(Your goal): Beginning with the first of the lines below and going on through the line with "[67,273,103,307]", output them as a JSON list of strings, one string per line. Skip blank lines and leave the pictures out.

(Data for this task):

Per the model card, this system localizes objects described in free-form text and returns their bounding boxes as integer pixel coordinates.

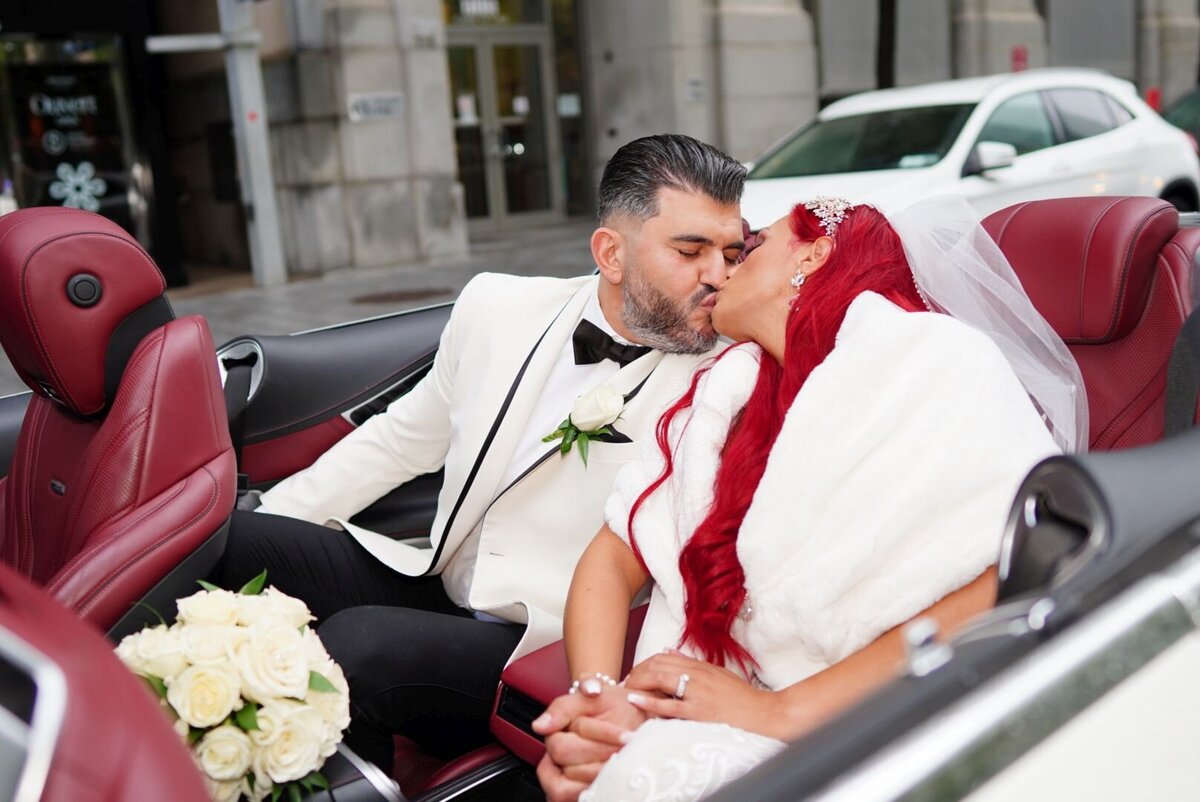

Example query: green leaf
[308,671,337,694]
[138,602,167,627]
[558,426,580,454]
[138,674,167,699]
[238,568,266,595]
[233,702,258,732]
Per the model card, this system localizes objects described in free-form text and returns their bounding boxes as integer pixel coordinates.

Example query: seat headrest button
[67,273,103,307]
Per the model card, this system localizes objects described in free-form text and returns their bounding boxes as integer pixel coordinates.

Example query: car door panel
[218,305,450,537]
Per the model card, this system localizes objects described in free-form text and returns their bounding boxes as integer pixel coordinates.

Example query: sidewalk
[0,217,595,395]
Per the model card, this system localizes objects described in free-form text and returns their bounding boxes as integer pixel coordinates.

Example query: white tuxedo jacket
[263,274,716,659]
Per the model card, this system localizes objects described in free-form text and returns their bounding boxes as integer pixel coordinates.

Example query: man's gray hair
[596,133,746,225]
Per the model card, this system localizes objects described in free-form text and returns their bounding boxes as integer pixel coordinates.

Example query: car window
[1046,89,1114,142]
[750,104,974,179]
[1104,95,1133,126]
[979,92,1055,155]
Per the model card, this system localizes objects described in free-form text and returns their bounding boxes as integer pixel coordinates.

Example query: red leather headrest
[983,197,1180,345]
[0,208,169,415]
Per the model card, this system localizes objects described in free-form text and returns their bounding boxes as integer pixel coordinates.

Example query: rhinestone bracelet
[566,671,617,694]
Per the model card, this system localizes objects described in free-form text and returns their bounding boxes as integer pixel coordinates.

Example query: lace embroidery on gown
[580,719,786,802]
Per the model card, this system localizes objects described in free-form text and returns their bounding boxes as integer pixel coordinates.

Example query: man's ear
[592,226,625,285]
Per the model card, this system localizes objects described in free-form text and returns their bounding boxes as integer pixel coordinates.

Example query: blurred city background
[0,0,1200,289]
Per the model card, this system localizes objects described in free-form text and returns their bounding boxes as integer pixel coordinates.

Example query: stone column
[714,0,817,161]
[954,0,1046,78]
[1138,0,1200,103]
[581,0,816,170]
[269,0,467,273]
[580,0,715,165]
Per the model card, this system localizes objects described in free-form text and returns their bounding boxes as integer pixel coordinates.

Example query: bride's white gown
[581,293,1058,802]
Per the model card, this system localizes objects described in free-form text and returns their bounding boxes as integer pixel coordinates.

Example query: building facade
[0,0,1200,282]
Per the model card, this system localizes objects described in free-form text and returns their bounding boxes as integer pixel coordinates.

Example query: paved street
[0,217,595,395]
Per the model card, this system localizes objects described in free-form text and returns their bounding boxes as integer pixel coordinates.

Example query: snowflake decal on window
[50,162,108,211]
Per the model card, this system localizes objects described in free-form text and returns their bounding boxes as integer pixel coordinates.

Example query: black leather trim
[227,304,451,444]
[103,295,175,418]
[0,393,34,477]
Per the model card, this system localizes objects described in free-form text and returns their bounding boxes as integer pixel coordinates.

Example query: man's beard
[620,269,716,354]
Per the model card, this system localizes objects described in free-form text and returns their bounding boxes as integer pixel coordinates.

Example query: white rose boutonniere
[541,384,629,466]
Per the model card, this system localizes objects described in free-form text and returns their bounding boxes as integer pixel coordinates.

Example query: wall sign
[346,92,404,122]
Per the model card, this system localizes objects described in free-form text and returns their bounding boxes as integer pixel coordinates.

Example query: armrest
[492,604,647,765]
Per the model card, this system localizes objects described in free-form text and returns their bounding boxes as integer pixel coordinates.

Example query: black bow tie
[571,321,650,367]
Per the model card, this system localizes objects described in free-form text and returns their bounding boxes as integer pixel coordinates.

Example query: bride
[534,197,1086,802]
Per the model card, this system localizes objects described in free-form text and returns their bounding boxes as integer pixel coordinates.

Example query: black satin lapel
[422,303,569,576]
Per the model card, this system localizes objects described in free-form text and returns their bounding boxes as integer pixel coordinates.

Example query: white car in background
[742,68,1200,228]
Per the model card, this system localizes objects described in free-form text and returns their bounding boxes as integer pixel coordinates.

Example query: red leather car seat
[0,565,208,802]
[0,208,236,634]
[984,197,1200,450]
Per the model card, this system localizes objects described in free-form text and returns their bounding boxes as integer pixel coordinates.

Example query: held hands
[625,650,786,738]
[533,677,646,802]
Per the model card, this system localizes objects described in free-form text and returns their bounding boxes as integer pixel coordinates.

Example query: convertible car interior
[0,208,235,636]
[0,197,1200,802]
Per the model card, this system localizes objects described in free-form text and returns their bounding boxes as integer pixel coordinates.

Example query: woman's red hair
[629,204,924,671]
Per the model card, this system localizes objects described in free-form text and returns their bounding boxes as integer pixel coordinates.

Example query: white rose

(Solution to this problem):
[
  "Per the model card, this system localizes objects described in free-form text and returns their bounding boxes as integer pixel coordinates.",
  "Example query: green leaf",
  "[308,671,337,694]",
  "[138,602,167,627]",
  "[558,426,580,454]",
  "[138,674,167,699]",
  "[238,568,266,595]",
  "[233,702,258,732]",
  "Per the model card, this system localizes objects described in free-form text and returns their bounding boxes as integer pixel coordinates.",
  "Example query: seat headrest button",
  "[67,273,103,307]"
]